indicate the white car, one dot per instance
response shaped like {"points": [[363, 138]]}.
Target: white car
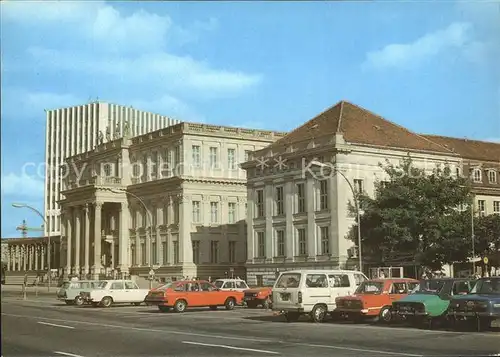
{"points": [[109, 292], [231, 284]]}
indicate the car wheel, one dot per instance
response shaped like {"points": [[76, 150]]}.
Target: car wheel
{"points": [[180, 306], [78, 301], [385, 315], [292, 316], [229, 304], [318, 313], [163, 308], [106, 301]]}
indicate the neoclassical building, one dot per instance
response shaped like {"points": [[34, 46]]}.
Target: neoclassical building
{"points": [[173, 200], [298, 214]]}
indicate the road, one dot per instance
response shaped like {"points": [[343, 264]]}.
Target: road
{"points": [[45, 327]]}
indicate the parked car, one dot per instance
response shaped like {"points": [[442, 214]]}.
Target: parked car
{"points": [[313, 292], [430, 301], [180, 295], [111, 292], [373, 298], [69, 291], [259, 296], [231, 284], [481, 306]]}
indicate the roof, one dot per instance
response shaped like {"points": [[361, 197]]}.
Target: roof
{"points": [[469, 149], [358, 126]]}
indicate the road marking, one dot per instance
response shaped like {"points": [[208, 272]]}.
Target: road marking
{"points": [[231, 347], [55, 325], [141, 329], [358, 350], [67, 354]]}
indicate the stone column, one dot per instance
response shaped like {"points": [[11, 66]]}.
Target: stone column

* What the task requires: Reproduce every line of the records above word for word, leaving out the pictures.

* Problem solution:
indicate the white car, one dot per instance
response shaped like {"points": [[363, 138]]}.
Target: white car
{"points": [[109, 292], [231, 284]]}
indicate the car wheel, one dot per instance
response shaped like {"points": [[76, 150]]}.
Target: car wheel
{"points": [[180, 306], [78, 301], [385, 315], [292, 316], [229, 304], [318, 313], [163, 308], [106, 301]]}
indicate the neoclassical building, one dot per instance
response shaped like {"points": [[34, 46]]}.
Target: neoclassical building
{"points": [[173, 200], [298, 214]]}
indicate the road, one dot per instance
response shaped like {"points": [[343, 264]]}.
Target: road
{"points": [[45, 327]]}
indicate the parked car, one dot per instance
response shaped like {"points": [[442, 214]]}.
Target: parked car
{"points": [[313, 292], [430, 301], [180, 295], [111, 292], [373, 298], [69, 291], [259, 296], [231, 284], [481, 306]]}
indicate the roof, one dot per instance
response shaped like {"points": [[361, 197]]}.
Target: roof
{"points": [[469, 149], [358, 126]]}
indicate the road marking, one dot per instance
response shaped like {"points": [[208, 272]]}.
Target: road marking
{"points": [[231, 347], [55, 325], [141, 329], [358, 350], [67, 354]]}
indicate the stone column, one dot per instance
response shaped like {"points": [[11, 66]]}.
Target: stone column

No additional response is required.